**About this exercise**
Pull every line from the listing below that contains the word "negative". Case matters.

---- Given entries

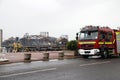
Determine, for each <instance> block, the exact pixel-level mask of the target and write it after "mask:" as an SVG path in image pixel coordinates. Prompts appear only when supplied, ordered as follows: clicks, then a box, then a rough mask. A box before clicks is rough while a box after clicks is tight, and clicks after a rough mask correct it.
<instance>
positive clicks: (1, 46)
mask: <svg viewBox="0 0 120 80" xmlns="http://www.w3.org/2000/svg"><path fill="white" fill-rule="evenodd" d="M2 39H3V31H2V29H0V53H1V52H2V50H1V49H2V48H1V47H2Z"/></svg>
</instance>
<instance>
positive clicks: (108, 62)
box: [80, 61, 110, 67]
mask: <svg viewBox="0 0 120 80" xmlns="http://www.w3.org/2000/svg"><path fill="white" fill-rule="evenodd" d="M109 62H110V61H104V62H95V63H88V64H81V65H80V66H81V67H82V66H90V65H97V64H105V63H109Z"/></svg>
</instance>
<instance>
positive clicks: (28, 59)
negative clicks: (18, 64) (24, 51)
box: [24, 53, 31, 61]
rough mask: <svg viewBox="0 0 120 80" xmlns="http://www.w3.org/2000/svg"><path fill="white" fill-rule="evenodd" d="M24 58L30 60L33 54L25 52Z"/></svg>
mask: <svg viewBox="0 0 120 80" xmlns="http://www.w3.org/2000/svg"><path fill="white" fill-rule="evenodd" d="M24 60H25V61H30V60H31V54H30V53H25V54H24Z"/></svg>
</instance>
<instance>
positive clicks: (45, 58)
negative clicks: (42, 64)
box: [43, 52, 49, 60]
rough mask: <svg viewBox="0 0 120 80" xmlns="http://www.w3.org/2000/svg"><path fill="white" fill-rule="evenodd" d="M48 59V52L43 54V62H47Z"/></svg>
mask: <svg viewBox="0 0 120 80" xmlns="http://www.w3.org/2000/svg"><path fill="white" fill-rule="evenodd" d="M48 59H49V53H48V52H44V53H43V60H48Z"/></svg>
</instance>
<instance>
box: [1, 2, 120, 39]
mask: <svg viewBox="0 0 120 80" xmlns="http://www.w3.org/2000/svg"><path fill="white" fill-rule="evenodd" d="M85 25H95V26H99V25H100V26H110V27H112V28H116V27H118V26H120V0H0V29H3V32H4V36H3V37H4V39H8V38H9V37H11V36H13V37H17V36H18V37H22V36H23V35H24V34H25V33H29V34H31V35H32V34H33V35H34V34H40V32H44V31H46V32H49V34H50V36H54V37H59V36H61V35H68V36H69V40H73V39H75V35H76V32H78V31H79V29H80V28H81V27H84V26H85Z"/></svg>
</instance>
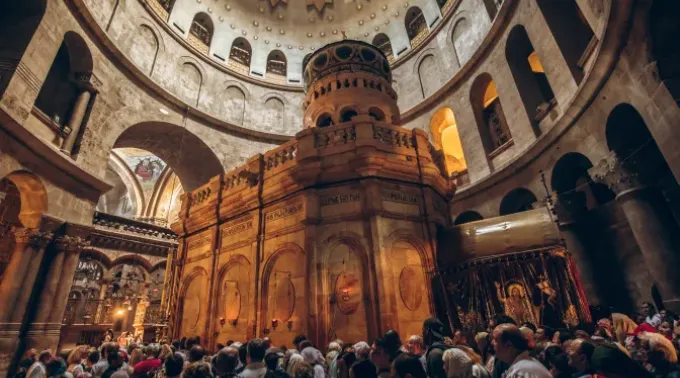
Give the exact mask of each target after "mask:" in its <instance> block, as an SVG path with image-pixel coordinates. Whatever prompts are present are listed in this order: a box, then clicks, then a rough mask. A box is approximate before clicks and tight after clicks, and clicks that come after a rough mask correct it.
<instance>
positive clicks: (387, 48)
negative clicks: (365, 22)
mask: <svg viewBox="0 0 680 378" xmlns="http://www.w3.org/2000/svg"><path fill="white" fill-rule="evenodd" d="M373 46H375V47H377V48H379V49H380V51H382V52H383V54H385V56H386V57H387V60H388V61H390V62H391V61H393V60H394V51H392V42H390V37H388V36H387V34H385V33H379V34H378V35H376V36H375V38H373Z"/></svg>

--------
---- Given entries

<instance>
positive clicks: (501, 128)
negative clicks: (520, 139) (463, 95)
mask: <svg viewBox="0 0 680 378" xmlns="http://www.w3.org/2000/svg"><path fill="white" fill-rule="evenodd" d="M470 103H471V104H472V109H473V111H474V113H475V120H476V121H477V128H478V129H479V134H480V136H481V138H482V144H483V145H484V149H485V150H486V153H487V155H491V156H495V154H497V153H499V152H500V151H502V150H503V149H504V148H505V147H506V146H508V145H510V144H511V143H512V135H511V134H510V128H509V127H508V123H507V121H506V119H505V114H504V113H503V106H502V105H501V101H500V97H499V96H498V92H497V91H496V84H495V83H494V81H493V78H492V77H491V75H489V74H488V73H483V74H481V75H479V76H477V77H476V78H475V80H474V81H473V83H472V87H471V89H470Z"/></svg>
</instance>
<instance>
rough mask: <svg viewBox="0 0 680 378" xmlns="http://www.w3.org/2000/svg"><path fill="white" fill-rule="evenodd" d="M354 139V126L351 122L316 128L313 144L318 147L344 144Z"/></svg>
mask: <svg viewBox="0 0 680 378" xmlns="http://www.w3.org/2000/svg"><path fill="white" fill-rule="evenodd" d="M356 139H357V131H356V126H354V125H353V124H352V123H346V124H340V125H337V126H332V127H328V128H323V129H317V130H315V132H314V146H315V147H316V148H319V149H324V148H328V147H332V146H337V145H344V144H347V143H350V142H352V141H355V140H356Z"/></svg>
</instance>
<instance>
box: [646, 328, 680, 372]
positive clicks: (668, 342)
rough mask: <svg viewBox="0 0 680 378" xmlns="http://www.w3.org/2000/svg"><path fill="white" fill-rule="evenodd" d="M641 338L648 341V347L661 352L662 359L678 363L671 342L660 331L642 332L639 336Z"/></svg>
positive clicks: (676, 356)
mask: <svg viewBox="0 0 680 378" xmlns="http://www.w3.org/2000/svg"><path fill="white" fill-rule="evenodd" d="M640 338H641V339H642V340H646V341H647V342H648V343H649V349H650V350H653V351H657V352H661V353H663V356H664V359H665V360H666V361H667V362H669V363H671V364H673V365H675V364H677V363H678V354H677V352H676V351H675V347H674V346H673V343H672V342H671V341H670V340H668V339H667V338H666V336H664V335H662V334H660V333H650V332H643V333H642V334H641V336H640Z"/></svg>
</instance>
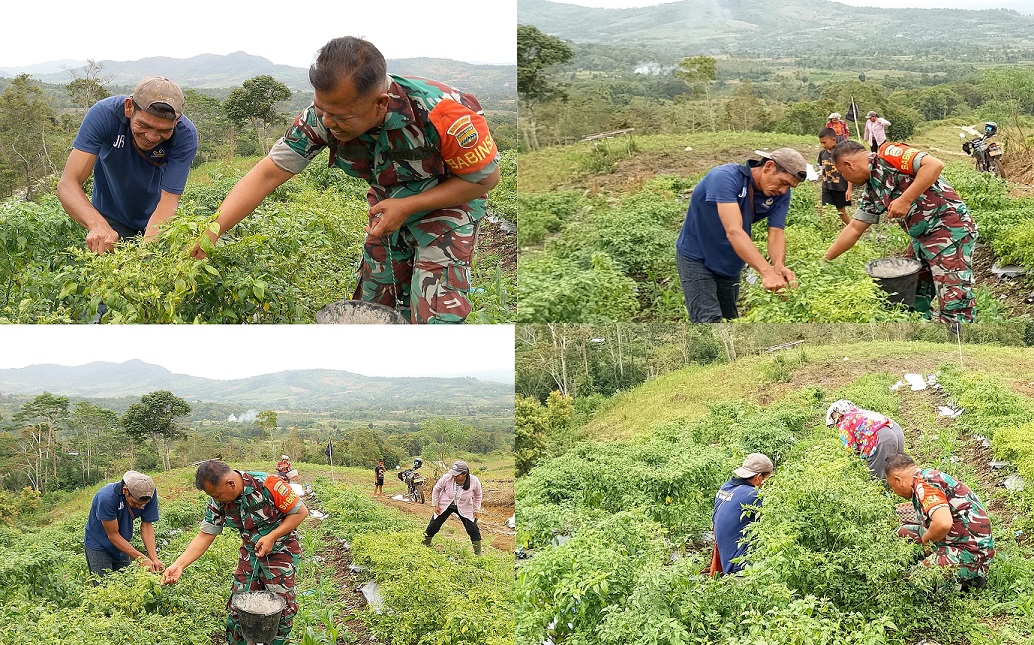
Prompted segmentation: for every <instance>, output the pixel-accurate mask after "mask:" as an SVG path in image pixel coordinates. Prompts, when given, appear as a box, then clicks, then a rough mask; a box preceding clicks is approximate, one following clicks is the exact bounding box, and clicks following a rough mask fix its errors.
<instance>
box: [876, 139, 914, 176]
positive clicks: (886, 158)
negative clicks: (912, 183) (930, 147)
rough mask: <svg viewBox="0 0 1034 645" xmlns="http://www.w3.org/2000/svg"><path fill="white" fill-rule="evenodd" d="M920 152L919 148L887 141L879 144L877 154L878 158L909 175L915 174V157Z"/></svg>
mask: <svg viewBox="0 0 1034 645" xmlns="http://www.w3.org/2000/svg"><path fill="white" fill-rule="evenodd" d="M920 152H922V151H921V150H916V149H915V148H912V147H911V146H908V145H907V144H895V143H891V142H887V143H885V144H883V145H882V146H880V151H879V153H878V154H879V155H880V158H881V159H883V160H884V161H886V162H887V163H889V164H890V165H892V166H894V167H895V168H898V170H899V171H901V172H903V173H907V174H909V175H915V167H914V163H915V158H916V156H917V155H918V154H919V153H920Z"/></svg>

--------

**Task output**
negative clicks: (18, 64) (24, 51)
negative clicks: (42, 64)
negative clicks: (365, 22)
negative clicks: (520, 139) (463, 95)
negative clicks: (912, 183) (930, 147)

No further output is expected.